Return, word for word, every line that follows.

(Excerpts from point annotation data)
[start]

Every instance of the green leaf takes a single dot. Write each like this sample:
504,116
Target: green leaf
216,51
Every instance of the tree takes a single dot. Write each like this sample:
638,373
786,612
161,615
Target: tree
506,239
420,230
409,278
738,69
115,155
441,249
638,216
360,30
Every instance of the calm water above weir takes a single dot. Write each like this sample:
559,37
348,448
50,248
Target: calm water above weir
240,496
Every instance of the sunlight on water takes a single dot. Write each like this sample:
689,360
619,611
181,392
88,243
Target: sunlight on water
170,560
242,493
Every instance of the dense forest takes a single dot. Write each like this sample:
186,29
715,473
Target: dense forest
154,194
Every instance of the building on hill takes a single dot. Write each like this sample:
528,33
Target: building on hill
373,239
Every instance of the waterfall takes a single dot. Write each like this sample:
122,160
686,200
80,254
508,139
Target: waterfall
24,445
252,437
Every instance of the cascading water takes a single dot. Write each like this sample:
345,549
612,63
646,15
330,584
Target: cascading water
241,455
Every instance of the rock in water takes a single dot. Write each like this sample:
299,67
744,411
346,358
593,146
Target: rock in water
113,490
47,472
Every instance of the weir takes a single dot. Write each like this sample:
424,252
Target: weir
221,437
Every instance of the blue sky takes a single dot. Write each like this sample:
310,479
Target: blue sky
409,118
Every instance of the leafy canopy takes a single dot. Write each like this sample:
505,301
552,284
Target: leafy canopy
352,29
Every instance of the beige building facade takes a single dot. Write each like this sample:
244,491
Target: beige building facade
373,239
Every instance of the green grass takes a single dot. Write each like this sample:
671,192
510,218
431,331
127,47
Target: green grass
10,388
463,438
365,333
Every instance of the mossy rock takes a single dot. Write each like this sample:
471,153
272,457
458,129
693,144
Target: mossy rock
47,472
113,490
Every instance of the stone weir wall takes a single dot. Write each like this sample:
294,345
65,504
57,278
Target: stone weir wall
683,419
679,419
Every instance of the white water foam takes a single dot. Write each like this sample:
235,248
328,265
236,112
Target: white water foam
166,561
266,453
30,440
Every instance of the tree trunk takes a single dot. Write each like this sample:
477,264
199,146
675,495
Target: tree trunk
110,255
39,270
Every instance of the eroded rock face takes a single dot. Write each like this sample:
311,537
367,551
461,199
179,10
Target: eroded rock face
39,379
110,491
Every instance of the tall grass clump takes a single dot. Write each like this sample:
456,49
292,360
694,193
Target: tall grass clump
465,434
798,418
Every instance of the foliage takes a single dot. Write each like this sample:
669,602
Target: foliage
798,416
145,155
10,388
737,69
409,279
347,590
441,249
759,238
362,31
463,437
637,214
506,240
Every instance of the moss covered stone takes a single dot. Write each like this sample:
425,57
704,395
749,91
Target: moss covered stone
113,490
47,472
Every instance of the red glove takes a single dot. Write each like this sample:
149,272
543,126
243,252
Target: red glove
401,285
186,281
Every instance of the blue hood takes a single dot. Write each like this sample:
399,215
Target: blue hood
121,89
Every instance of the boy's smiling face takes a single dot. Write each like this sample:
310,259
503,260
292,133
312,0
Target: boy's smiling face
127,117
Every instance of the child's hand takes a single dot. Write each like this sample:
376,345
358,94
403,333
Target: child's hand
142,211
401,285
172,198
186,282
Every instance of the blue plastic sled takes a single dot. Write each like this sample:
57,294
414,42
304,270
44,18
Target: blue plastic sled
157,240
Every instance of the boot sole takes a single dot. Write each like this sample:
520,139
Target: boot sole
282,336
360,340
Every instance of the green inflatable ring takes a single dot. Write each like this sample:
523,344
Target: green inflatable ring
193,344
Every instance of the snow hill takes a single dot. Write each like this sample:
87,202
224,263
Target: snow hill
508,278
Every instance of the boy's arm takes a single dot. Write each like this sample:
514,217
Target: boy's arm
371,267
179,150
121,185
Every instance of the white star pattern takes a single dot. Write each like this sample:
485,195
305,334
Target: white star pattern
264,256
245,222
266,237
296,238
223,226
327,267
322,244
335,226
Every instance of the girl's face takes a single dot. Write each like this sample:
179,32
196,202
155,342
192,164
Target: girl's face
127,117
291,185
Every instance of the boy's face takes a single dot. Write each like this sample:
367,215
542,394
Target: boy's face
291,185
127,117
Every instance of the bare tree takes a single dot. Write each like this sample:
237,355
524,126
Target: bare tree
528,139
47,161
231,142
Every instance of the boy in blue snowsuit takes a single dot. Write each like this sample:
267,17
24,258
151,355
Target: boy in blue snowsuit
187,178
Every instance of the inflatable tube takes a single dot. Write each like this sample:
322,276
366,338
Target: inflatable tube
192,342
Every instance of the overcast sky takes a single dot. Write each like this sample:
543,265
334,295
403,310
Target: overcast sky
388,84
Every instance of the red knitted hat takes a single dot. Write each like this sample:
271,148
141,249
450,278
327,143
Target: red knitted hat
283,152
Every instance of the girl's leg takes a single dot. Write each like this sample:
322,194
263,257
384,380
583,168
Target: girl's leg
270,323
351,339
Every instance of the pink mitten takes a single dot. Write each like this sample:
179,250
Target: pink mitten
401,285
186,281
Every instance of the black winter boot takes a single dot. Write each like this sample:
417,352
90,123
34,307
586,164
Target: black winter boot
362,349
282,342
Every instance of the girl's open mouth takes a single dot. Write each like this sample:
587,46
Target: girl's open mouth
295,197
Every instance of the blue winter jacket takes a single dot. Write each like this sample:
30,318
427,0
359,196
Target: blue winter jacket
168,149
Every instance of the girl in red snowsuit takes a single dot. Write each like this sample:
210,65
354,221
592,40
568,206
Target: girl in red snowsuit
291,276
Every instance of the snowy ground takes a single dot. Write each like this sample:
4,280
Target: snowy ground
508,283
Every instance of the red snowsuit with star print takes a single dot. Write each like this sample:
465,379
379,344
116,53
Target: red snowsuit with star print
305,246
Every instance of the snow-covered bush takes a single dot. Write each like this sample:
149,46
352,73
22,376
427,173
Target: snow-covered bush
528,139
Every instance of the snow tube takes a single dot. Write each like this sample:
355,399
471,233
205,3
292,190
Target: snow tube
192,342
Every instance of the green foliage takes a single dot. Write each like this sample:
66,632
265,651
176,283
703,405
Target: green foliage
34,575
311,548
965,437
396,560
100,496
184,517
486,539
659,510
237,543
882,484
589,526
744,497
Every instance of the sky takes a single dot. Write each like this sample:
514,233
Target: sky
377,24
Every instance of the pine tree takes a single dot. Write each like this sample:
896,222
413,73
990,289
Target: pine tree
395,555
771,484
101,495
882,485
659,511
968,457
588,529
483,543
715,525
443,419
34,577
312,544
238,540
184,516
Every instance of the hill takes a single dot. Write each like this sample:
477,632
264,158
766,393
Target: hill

[end]

▸ RESPONSE BELOW
Every instance of the green leaf takes a single dot. Write each like this sample:
504,116
Target: green leaf
216,51
Every instance of the tree takes a single dot. Write each like this sample:
638,373
786,612
161,615
Target: tree
506,239
420,230
409,278
738,69
115,155
441,249
638,216
360,30
Every instance of the calm water above weir takes a single dot. Write each like this sample:
559,37
348,448
50,248
Target: calm water above weir
240,496
Every instance of the sunlight on water takes a single dot. Write each like this sample:
689,360
619,611
181,392
88,243
Target: sunlight on water
170,560
242,493
Every instance of the dense forest takes a single dot. Write each like this sample:
186,29
715,473
Target: dense forest
154,194
Every instance of the building on hill takes a single dot. Write each like this sample:
528,33
Target: building on hill
373,239
Every instance of the waterfall takes a single dot. Write each like this sample:
122,160
686,200
80,254
508,139
Target: waterfall
24,445
252,437
Every instance of the cascading water takes a single dot. Write each like this sample:
345,549
612,63
646,15
330,584
Target: cascading water
241,455
Every instance of the rock in water takes a single dot. Write each like this sample:
299,67
744,411
346,358
593,146
Target: rock in water
113,490
47,472
Every instance of the weir takes a single dot. Write each like this sample:
424,252
Target: weir
221,437
Every instance of the blue sky takes a single dot. Write each like this sample:
310,479
Target: blue sky
409,118
Every instance of the leafy canopy takes a single dot. Write each like this sample:
505,301
552,284
Target: leafy canopy
352,29
Every instance of the beige building facade takes a single dot. Write each like this sample:
244,491
Target: beige building facade
373,239
Every instance of the green grass takes a single dot. Write each like this sample:
671,192
510,218
431,331
127,47
Target: green grass
10,388
463,438
365,333
Every instance of the mossy rock takes a single dot. Write each like this sample:
471,153
272,457
458,129
693,144
Target: mossy rock
47,472
113,490
Every instance of the stone weir wall takes a single dot. Write each like this sample:
294,345
65,504
57,278
Target: stone weir wall
683,419
679,419
Every instance of the white water foam takes a single dot. Write each like this sample:
235,248
328,265
236,112
Target: white water foam
166,561
266,453
30,440
Every instance of the tree trunk takes a single dot. Write each like this sample:
477,264
199,146
675,495
Target: tree trunk
110,255
39,270
Every instance of the eroded rock face takes a single dot. Write each like this sample:
311,537
367,551
461,199
179,10
Target: eroded rock face
39,379
110,491
Every instance of the tall grass clump takes a single dot. Write each like this sample:
456,49
292,360
694,193
Target: tall grass clump
465,434
798,418
Every instance of the foliage takes a single dot. Write each like this sample:
669,602
Target: foliage
798,416
145,155
10,388
737,69
409,279
347,590
441,249
759,238
362,31
463,437
637,214
506,240
Every instance of the moss covered stone takes a single dot. Write each like this sample:
425,57
704,395
749,91
Target: moss covered stone
113,490
47,472
Every instance of the red glove takes a single dot. Write each like this sample:
149,272
543,126
243,252
Target: red glove
401,285
186,281
Every instance of the blue hood takes a single dot. Write each like this sample:
399,215
Target: blue hood
121,89
Every instance of the boy's smiling face takes a single dot. Write each like this sample:
310,259
503,260
292,133
312,0
Target: boy's smiling face
127,117
Every instance of the child's hand takes a single dot. Write each like this sample:
376,345
358,94
403,333
Target: child's hand
142,211
401,285
172,198
186,282
Every instance of the blue plastic sled takes a single dot. Write each like this sample:
57,294
414,42
304,270
44,18
Target: blue plastic sled
157,240
Every instance of the boot sole takes a single dot. Write each like this sample:
520,139
Target: boot sole
282,336
360,340
Every instance of the green inflatable ring takes a single dot. Write each like this sample:
523,344
Target: green inflatable ring
193,344
Every instance of the snow hill takes a single dot. Write each like this sample:
87,202
224,263
Target: snow hill
508,278
Every instance of the boy's arm takes a single dot. Write each like this sample:
514,217
Target: boy's arm
371,267
179,150
121,185
Every instance of the white star pattern takes a single dot. Write each like this sample:
485,195
305,334
Target: white star pattern
264,256
245,222
266,237
296,238
223,226
327,267
322,244
335,226
Every instance of the girl's face takes a single dot. Write each like this sample:
179,32
196,202
155,342
192,164
Target: girl's face
127,117
291,185
Every instance of the boy's face takes a single dot. Write each like this sample:
367,215
542,394
Target: boy's face
291,185
127,117
Every instance of the bare tree takes a single dot. Write each like this sample:
237,355
524,126
Target: bare tree
528,139
47,161
231,142
Every instance of the boy in blue snowsuit takes a single dot. Write each like this sample:
267,17
24,258
151,355
Target: boy in blue snowsuit
187,178
Every instance of the inflatable tube takes a single dot. Write each like this sample:
322,276
366,338
Target: inflatable tube
192,342
Every instance of the overcast sky takes a single dot. Write each like this sample:
543,265
334,295
403,310
Target: overcast sky
388,84
Every instance of the red knitted hat takes a single dot. Write each like this sample:
271,148
141,249
450,278
327,143
Target: red knitted hat
283,152
Every instance of the girl's leg takes a single dot. Write each like this sample:
322,194
263,257
384,380
583,168
Target: girl's leg
270,323
351,339
Every instance of the pink mitten takes a single dot. Write each like this sample:
179,250
Target: pink mitten
401,285
186,281
Every instance of the black winter boot takes a single dot. Write each like this sample:
417,352
90,123
34,307
586,164
Target: black winter boot
362,349
282,342
Every instance of the girl's open mouth takes a single dot. Write each like this sample:
587,46
Target: girl's open mouth
295,197
Every instance of the blue winter jacket takes a single dot. Write each like this sample:
30,318
427,0
359,196
Target: blue winter jacket
168,149
Every instance of the girl in red snowsuit takes a single dot. Write each like this sample:
210,65
354,221
592,40
568,206
Target: girl in red snowsuit
291,276
Every instance of the snowy ground takes a single dot. Write each like this sample:
4,280
Target: snowy ground
508,283
Every instance of the red snowsuit with star print takes a single dot. Write each like this sample:
465,379
379,344
116,53
Target: red snowsuit with star print
305,246
Every instance of the snow-covered bush takes a single dot. Write each like this sample:
149,46
352,73
22,376
427,173
Target: snow-covered bush
528,139
Every instance of the snow tube takes a single dot. Write each like this sample:
355,399
471,233
205,3
292,190
Target: snow tube
192,342
Every instance of the green foliage takes a single dot. Write each like this sample:
66,632
265,651
176,283
703,405
Target: green foliage
34,575
311,548
965,437
396,560
100,496
184,517
486,539
659,510
237,543
882,484
589,526
744,497
Every instance of the sky takes a single dot. Write each like this sample:
514,233
Target: sky
377,24
Every instance of the pine tree takes a single dot. Write each like this sample:
896,222
413,73
990,289
Target: pine tree
395,555
771,484
101,495
882,485
659,511
968,457
588,529
483,543
715,525
443,419
34,577
312,544
238,540
184,516
Every instance of the hill takes a single dot. Write each like this sample:
477,632
264,158
766,393
Target: hill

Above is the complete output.